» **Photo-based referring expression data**
════════════════════
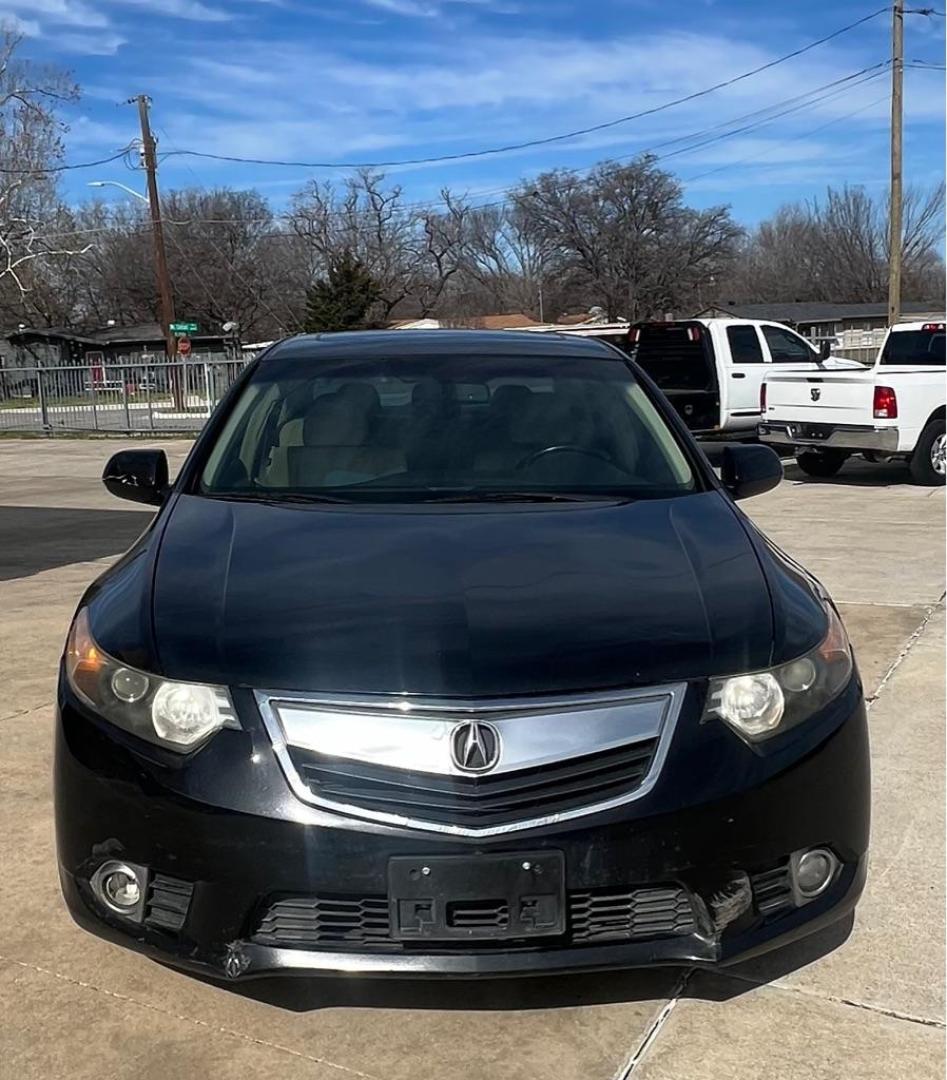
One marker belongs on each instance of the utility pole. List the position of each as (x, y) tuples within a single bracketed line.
[(896, 197), (161, 274)]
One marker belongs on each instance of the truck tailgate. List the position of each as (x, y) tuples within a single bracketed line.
[(823, 397)]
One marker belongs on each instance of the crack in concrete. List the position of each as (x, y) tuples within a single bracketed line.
[(26, 712), (911, 642), (834, 999), (190, 1020), (654, 1030)]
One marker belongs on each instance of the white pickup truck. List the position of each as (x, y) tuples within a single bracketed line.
[(893, 409), (711, 369)]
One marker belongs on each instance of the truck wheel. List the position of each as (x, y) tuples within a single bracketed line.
[(821, 462), (928, 462)]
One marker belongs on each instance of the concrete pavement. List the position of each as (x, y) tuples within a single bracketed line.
[(871, 1007)]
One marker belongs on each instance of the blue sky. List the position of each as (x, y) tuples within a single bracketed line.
[(391, 79)]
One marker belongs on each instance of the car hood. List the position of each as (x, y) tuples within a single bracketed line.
[(458, 601)]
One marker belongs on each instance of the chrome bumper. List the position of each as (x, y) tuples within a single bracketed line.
[(829, 436)]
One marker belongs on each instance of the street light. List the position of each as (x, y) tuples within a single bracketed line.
[(117, 184)]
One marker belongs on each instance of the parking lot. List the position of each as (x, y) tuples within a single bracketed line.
[(868, 1002)]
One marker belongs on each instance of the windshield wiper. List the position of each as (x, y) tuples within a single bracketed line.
[(296, 497), (522, 497)]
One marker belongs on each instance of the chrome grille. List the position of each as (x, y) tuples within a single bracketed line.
[(389, 758), (482, 800)]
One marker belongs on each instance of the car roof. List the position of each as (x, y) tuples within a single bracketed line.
[(898, 327), (434, 342)]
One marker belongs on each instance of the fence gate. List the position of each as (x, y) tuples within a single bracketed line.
[(134, 397)]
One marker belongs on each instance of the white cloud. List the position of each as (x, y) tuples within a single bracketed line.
[(431, 9), (55, 12), (106, 43), (193, 10), (28, 27), (319, 103)]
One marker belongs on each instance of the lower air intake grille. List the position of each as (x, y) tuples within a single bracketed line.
[(617, 914), (594, 916), (167, 902), (772, 890), (302, 921)]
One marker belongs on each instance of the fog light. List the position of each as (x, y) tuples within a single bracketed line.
[(121, 888), (813, 872)]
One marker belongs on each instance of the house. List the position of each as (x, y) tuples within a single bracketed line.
[(109, 347)]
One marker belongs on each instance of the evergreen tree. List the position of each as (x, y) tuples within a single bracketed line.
[(342, 299)]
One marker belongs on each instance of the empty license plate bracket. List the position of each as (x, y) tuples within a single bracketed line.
[(476, 898)]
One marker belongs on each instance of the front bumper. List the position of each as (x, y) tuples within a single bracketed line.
[(226, 827), (834, 436)]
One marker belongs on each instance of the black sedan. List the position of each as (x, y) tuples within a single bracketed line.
[(447, 652)]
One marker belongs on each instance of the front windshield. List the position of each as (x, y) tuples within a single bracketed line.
[(424, 428)]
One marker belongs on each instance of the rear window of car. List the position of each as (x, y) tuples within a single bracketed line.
[(785, 347), (744, 345), (415, 428), (915, 347)]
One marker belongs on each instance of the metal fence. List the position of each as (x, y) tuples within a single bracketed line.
[(125, 399)]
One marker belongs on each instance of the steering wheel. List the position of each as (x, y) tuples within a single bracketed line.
[(568, 448)]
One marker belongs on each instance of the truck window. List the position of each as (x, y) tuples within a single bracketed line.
[(786, 347), (915, 347), (744, 345)]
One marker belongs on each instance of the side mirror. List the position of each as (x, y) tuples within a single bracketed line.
[(137, 475), (749, 470)]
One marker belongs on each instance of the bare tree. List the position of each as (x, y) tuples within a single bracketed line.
[(836, 250), (30, 146), (411, 253), (625, 232)]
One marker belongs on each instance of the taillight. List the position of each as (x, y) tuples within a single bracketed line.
[(885, 404)]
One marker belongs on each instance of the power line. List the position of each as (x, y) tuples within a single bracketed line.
[(530, 143), (792, 138), (66, 169), (765, 117)]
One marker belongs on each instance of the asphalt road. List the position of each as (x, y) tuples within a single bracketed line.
[(866, 1003)]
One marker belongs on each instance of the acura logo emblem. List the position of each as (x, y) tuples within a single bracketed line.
[(475, 746)]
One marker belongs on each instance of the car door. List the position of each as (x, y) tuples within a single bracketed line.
[(746, 366)]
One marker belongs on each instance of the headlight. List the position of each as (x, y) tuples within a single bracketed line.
[(766, 703), (176, 715)]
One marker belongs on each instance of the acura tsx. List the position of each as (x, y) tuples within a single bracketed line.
[(448, 652)]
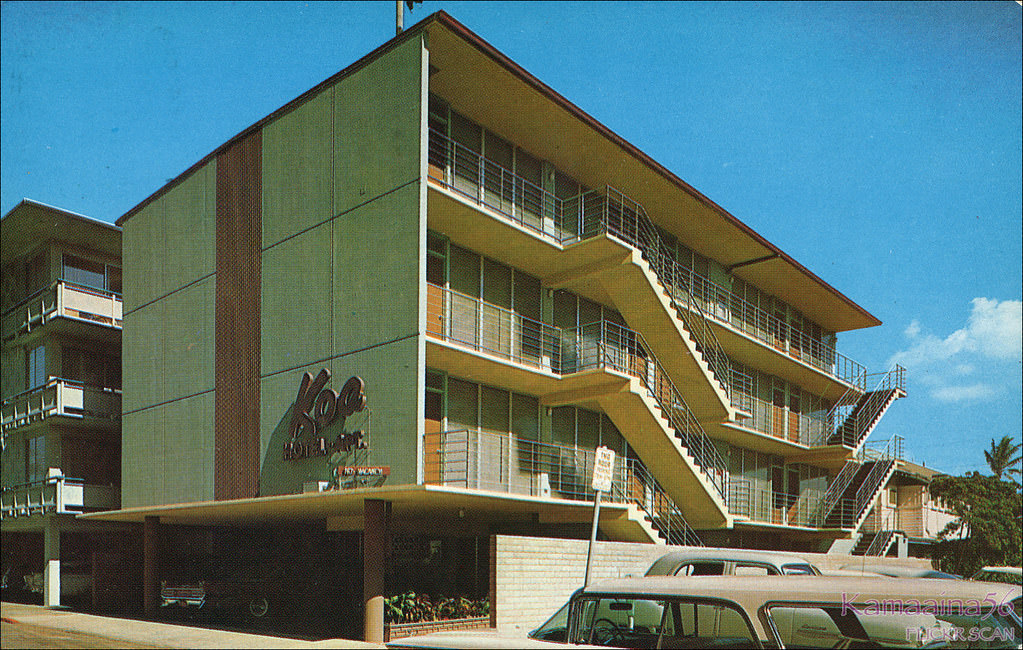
════════════════════
» **Description of the task**
Leave every image out and retype the entries above word for word.

» **Response area**
One marker belongs on each instance of the utility pole. List the position of each as (x, y) tuples within a single bracketed line.
[(896, 197), (161, 274)]
One marker belongs on each instance of the truck tailgate. List the position of each as (x, y) tuples within a single bracketed line.
[(823, 397)]
One marker belongs on each instance of the crack in concrete. List the position of each as (x, y) tuples within a single bracketed line.
[(26, 712), (911, 642), (834, 999), (190, 1020), (654, 1030)]
One marker belongs on each instance of the white pickup truck. List the position of each as (x, y) tuples within a single bracketed line.
[(893, 409), (711, 369)]
One marker belongs on each instance of the truck wheel. List the position of each as (x, y) tuples within a single bracketed line.
[(821, 462), (928, 462)]
One marker belongs on each instance of the concrete pavement. List the position of each as (x, y) tuples within a single bracketed line.
[(871, 1007)]
One marker belongs on each instance of the blue sky. List the position of each as (x, y) tuples within a single bracketed line.
[(391, 79)]
One marker belongs on each instance of the car hood. List the position of each as (x, y) tuples within a single bracketed line.
[(458, 601)]
One marker belongs on each instance of the chrome bumper. List the position of each as (x, y) tuples within a single bracketed line.
[(829, 436)]
One marker belongs on each instance of the street light. List the position of each as (x, y) tuples within a single bracketed line.
[(117, 184)]
One marker belongs on each instance of the parking lot. List the position of each as (x, y) tuples within a single bracketed line.
[(868, 1002)]
One marker belongs on each instance of the windshield wiper. List the position of each as (x, y) tuples within a single bracketed line.
[(296, 497), (522, 497)]
One marker belongs on each instance of the chrome grille. List the position of each as (x, y) tuples within a single bracketed line.
[(389, 758), (482, 800)]
One marker belongs on each instance of the car roof. List the position of each as (x, y) tuples within a single bracketed line.
[(898, 327), (434, 342)]
One marker belongs on each instance of the fence gate. List the position of each as (x, y) tuples within a single bracketed line.
[(134, 397)]
One marker belongs on each instance of the white cloud. List the position of each as (x, y) tuples within a single bracketed line.
[(431, 9), (55, 12), (106, 43), (193, 10), (28, 27), (319, 103)]
One marker belongs on each instance of the lower air intake grille. List the position of each as (x, y) tuples within a single bracketed line.
[(617, 914), (594, 916), (167, 902), (772, 890), (302, 921)]
One marker belongs on each instance of the fog light. List the position of each as (x, y) tuples within a single bracketed line.
[(121, 888), (813, 872)]
One marker belongs on each instance of the house. List the position of each as (x, y) tuples within a single bracketed line.
[(109, 347)]
One marker belongs on each instance of the evergreen tree. List the position of each as (x, y) tuples within a single bracketed line.
[(342, 299)]
One marker belongs on each instance of the empty license plate bracket. List the position of each as (x, y) tuples within a single bracketed line.
[(476, 898)]
One marker belongs on each instance of the front bumper. List the position of each as (x, y) tuples within a single bracketed line.
[(226, 827), (834, 436)]
One marker belongs on each instance of the black sedan. List the position of each as (x, y) tuples within a single bracketed line.
[(447, 652)]
One marker belongs on each instance of the front windshield. List the position of each as (x, y) tuples within a single bracketed line.
[(424, 428)]
One marker belongs on each instance of the rear window of car. List the position of each as (x, y) tuples within a single bracketed line.
[(785, 347), (744, 345), (415, 428), (915, 347)]
One marker belongs on each instance of the metal fence. List the position of each as (x, y) tuples within a single bracketed line.
[(125, 399)]
One marker belongs on each instance of the steering wheel. List the position of each as (x, y) tuples within a single bracketed line.
[(568, 448)]
One marker belongs on each instance of the truck window. List the position of each as (x, y) tuples within a single bracketed line.
[(786, 347), (915, 347), (744, 345)]
One marker belongs on each instance of the side mirror. List the position of each as (x, y) tuples within a single bracketed line.
[(137, 475), (749, 470)]
One marker belongs on each instance of the bare tree. List the position of each as (x, y) tuples within a single bracketed line.
[(836, 250), (30, 146), (411, 253), (625, 232)]
One marker belongs on each instance of the taillight. List the position of each as (x, y) tuples within a single bracketed line.
[(885, 404)]
One marker belongs on each instance of the power line. List the position of each as (x, y) tuples within a single bracketed line.
[(530, 143), (792, 138), (66, 169), (765, 117)]
One marker belongs on each instance of the asphalt road. List the position of each as (x, y) tuples within a single bracketed line.
[(866, 1003)]
One marker belongs on each instance of the acura logo emblem. List the position of each as (x, y) tuples within a single bracketed line.
[(475, 746)]
One marker belongs on each instance of the car door. List the position of each as (x, y) tuples within a single bracketed line.
[(746, 366)]
One marker belongs on each instance of the headlight. List the position of each as (x, y) tuples within a single bracketed line.
[(766, 703), (176, 715)]
One marker belongs on each instance of the acura tsx. List the position of each as (x, y) tuples within a single bracketed line.
[(448, 652)]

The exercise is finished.